§ **What this task involves**: Your answer should be an exact copy of every record.

[Saved data entries]
____________________

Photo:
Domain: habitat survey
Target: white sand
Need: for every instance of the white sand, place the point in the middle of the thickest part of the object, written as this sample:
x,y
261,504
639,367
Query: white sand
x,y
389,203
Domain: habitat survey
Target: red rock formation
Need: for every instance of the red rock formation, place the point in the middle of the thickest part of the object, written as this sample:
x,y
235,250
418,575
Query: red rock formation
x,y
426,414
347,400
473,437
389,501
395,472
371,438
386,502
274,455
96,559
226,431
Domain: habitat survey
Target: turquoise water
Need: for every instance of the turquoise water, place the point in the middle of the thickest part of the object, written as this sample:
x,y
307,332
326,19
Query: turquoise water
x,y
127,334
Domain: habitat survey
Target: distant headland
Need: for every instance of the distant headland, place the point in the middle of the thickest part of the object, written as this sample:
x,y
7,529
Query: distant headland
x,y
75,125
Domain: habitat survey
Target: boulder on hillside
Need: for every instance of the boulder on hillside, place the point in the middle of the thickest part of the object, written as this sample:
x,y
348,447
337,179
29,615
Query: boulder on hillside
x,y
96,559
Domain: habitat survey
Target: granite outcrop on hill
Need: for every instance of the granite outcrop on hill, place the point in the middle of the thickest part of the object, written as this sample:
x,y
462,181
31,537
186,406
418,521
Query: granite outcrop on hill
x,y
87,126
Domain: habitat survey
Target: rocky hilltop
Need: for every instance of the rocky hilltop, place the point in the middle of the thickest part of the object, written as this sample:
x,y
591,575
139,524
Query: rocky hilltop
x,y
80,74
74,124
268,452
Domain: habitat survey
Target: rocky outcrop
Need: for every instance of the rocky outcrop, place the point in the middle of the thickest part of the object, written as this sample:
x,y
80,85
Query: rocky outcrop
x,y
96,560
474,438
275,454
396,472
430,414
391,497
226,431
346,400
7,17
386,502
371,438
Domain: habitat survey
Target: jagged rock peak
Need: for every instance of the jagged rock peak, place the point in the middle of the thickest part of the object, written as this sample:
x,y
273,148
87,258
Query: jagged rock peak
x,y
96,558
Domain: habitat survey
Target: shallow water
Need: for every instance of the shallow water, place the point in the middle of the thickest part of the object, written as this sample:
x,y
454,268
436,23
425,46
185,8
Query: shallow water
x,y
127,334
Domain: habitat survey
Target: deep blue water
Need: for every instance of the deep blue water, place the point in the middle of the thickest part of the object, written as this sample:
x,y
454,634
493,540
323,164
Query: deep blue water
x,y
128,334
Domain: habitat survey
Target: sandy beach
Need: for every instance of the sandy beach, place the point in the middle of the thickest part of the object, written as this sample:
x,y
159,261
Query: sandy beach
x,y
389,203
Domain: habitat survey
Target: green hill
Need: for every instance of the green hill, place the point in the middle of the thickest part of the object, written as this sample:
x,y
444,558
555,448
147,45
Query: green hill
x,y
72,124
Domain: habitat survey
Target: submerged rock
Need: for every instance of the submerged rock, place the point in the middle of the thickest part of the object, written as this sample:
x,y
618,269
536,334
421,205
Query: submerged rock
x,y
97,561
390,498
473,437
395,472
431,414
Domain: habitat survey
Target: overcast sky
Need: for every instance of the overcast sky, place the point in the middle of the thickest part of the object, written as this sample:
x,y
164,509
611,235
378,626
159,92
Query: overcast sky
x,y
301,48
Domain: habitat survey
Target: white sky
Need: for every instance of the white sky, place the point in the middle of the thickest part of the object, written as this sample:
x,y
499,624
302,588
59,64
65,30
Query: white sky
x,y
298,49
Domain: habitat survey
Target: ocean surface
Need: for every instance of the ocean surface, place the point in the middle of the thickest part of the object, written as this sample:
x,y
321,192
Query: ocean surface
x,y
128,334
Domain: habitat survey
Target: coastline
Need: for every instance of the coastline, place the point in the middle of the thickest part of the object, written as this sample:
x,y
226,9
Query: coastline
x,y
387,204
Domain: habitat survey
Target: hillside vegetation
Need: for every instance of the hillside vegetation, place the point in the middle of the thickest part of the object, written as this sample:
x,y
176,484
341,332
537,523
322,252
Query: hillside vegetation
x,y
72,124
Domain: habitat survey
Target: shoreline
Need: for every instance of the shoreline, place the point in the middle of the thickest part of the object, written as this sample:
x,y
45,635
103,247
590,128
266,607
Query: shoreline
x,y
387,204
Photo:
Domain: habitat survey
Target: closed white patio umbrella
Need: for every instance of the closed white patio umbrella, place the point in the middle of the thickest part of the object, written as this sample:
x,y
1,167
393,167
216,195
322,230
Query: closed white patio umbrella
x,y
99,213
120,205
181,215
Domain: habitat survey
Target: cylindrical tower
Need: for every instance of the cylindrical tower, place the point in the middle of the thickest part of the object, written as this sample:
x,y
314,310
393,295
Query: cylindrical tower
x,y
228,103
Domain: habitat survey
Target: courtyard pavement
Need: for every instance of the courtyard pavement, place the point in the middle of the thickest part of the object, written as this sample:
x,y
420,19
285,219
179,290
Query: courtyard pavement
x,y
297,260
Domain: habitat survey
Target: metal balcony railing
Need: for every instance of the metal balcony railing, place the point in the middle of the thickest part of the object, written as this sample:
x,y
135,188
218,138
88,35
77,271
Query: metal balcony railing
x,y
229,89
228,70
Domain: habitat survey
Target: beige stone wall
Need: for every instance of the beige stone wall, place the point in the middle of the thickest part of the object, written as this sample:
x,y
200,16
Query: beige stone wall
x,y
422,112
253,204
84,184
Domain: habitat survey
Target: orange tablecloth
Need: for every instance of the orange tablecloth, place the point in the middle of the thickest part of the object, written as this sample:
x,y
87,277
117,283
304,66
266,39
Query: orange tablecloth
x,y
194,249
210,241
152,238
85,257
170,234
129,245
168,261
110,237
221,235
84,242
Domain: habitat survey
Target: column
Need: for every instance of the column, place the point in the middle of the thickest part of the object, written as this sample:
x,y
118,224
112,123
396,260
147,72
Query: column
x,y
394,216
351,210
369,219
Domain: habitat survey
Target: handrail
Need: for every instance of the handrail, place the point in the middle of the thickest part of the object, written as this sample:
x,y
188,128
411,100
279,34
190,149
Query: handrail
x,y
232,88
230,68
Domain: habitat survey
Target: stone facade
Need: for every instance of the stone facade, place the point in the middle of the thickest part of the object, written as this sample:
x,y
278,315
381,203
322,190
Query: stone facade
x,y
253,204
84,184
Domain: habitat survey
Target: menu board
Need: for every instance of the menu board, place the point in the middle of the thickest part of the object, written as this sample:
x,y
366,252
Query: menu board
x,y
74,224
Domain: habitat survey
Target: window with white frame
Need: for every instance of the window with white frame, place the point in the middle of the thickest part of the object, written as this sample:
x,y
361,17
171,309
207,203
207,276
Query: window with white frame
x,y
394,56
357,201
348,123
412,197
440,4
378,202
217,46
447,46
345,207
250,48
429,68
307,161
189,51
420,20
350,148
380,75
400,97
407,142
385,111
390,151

____________________

§ **Answer area**:
Photo:
Domain: habitat survey
Target: white sand
Need: for every instance of the white sand, place the point in the middle of the thickest part of the object, written as this sample:
x,y
261,504
639,367
Query: white sand
x,y
389,203
Domain: habitat survey
Target: red rock formation
Need: for every instance of the red rock formation, place the point in the middle of the thickest part of the object, written as this sample:
x,y
235,250
418,575
Query: red rock formation
x,y
426,414
347,400
473,437
389,501
395,472
371,438
386,502
274,455
96,559
226,431
Domain: habitat survey
Target: turquoise water
Need: for every instance of the turquoise water, place the point in the middle of the thickest part of the object, written as this sample:
x,y
307,332
326,19
Query: turquoise water
x,y
127,334
Domain: habitat survey
Target: distant headland
Need: for every instance of the distant headland, place the point in the middle of the thickest part of the object, written as this sample:
x,y
7,529
Query: distant headland
x,y
75,125
Domain: habitat survey
Target: boulder on hillside
Need: for every instance of the boulder on hillside, place the point in the middle of the thickest part of the object, written as this sample:
x,y
348,447
337,179
29,615
Query: boulder on hillside
x,y
96,559
Domain: habitat survey
Target: granite outcrop on hill
Need: for every instance of the granite outcrop on hill, place the point in the middle of the thickest part of the object, written as this sample:
x,y
462,181
31,537
186,406
418,521
Query: granite outcrop on hill
x,y
87,126
Domain: habitat survey
Target: rocky hilltop
Need: for every instance of the rocky hilltop, place the point in the middle of the thickest part of the object, written as this sample:
x,y
591,575
139,524
Query: rocky hilltop
x,y
80,74
74,124
268,452
Domain: habitat survey
Target: rocky outcrop
Need: for every instance of the rocky outcrop, place the point in the middle of the thickest part of the object, written as this sample:
x,y
80,85
Query: rocky outcrop
x,y
96,560
474,438
275,454
396,472
430,414
391,497
226,431
346,400
7,17
386,502
371,438
Domain: habitat survey
Target: jagged rock peak
Need: for every instance of the jagged rock peak, place the point in the middle of the thickest part of the object, written as this sample:
x,y
273,148
87,258
Query: jagged rock peak
x,y
96,558
Domain: habitat survey
Target: shallow water
Need: for every instance of the shallow water, place the point in the middle of the thickest part of the object, written as this sample:
x,y
454,268
436,23
425,46
185,8
Query: shallow water
x,y
127,334
Domain: habitat survey
Target: deep blue water
Need: for every instance of the deep blue water, place the point in the middle of the thickest part of the object, written as this sample:
x,y
454,634
493,540
323,164
Query: deep blue water
x,y
128,334
Domain: habitat survey
Target: sandy beach
Need: for every instance of the sandy beach, place the point in the middle of the thickest part of the object, written as this sample:
x,y
159,261
Query: sandy beach
x,y
389,203
Domain: habitat survey
Target: green hill
Need: for every instance of the green hill, place the point in the middle of the thickest part of the object, written as this sample:
x,y
444,558
555,448
147,45
Query: green hill
x,y
72,124
Domain: habitat survey
Target: submerged rock
Need: for every instance of the submerged rock, place the point in the middle of the thickest part of the object, written as this sample:
x,y
618,269
536,334
421,205
Query: submerged rock
x,y
97,561
390,498
473,437
395,472
431,414
Domain: habitat survey
Target: overcast sky
Need: for every instance of the overcast sky, place the point in the middle of the thickest part of the object, written as this sample:
x,y
164,509
611,235
378,626
159,92
Query: overcast sky
x,y
301,48
Domain: habitat survey
Target: white sky
Need: for every instance of the white sky, place the point in the middle of the thickest part of the object, written as this sample:
x,y
499,624
302,588
59,64
65,30
Query: white sky
x,y
298,49
Domain: habitat survey
Target: ocean surface
Need: for every instance of the ocean surface, place the point in the middle of the thickest part of the object, written as this sample:
x,y
321,192
Query: ocean surface
x,y
128,334
Domain: habitat survey
Target: coastline
Need: for every instance of the coastline, place the point in the middle of the thickest part of the object, written as this sample:
x,y
226,9
Query: coastline
x,y
387,204
Domain: habitat survey
Target: hillside vegetation
Need: for every instance of the hillside vegetation, place the point in the middle of the thickest part of the object, written as this sample:
x,y
176,484
341,332
537,523
322,252
Query: hillside vegetation
x,y
72,124
Domain: habitat survey
Target: shoreline
Need: for every instance of the shoreline, place the point in the middle of the thickest part of the object, written as this sample:
x,y
45,635
103,247
590,128
266,607
Query: shoreline
x,y
387,204
Photo:
Domain: habitat survey
Target: closed white patio umbrella
Need: for every instance of the closed white patio umbrella, place the point in the middle of the thickest part of the object, written as this sample:
x,y
1,167
393,167
216,195
322,230
Query: closed white patio umbrella
x,y
99,213
120,205
181,215
Domain: habitat survey
Target: cylindrical tower
Need: for every instance of the cylindrical tower, place the point in the middle of the thickest part of the object, written as this sample:
x,y
314,310
393,295
Query: cylindrical tower
x,y
228,103
Domain: habitat survey
Target: courtyard pavement
Need: for every instance of the courtyard pavement, place the point in the middle of the thickest part of the object, written as this sample:
x,y
420,19
285,219
179,290
Query: courtyard pavement
x,y
297,260
Domain: habitat survey
Target: metal balcony railing
Need: for every instance of the metal balcony railing, place the point in the middle of the thickest part of the object, written as this sample:
x,y
135,188
218,138
88,35
77,271
Query: metal balcony railing
x,y
229,89
228,70
Domain: habitat survey
Target: beige stone wall
Need: for every instance of the beige stone wall, place the point in the middle of the thickest part of the object, written as this sample:
x,y
200,16
Query: beige stone wall
x,y
422,112
253,204
84,184
Domain: habitat survey
Target: orange tablecloth
Need: for every instance of the orange tablecloth, place the point in the middle of the thickest part of the object, written as this sample:
x,y
87,277
117,283
304,66
266,39
Query: orange tablecloth
x,y
194,249
210,241
152,238
85,257
170,234
129,245
168,261
110,237
221,235
84,242
Domain: habitat survey
Target: column
Need: for every instance of the column, place the point in the middle of the thickest part of the object, written as this sample:
x,y
118,224
112,123
396,260
147,72
Query: column
x,y
394,216
351,210
369,219
Domain: habitat survey
Target: handrail
Need: for every instance of the handrail, place the point in the middle of the thickest part of the object, written as this sample:
x,y
188,128
411,100
279,34
190,149
Query: handrail
x,y
232,88
230,68
Domain: habitat survey
Target: stone facade
Need: for every instance of the stone facade, place the point in the middle of the thickest part of the object, written as this sample:
x,y
278,315
381,203
322,190
Query: stone facade
x,y
253,204
84,184
Domain: habitat survey
Target: menu board
Need: for every instance of the menu board, place the point in the middle of the thickest part of the object, written as this sample:
x,y
366,252
Query: menu board
x,y
74,224
Domain: habitat survey
Target: window with white frame
Need: for every instance of the window with white frame, place the point in the middle of the thickest part of the object, written as this sample:
x,y
361,17
171,309
207,203
207,276
Query: window with white frame
x,y
394,56
357,201
348,123
412,197
440,4
378,202
217,46
447,46
345,207
250,48
429,68
307,161
189,51
420,20
350,148
380,75
400,97
407,142
385,111
390,151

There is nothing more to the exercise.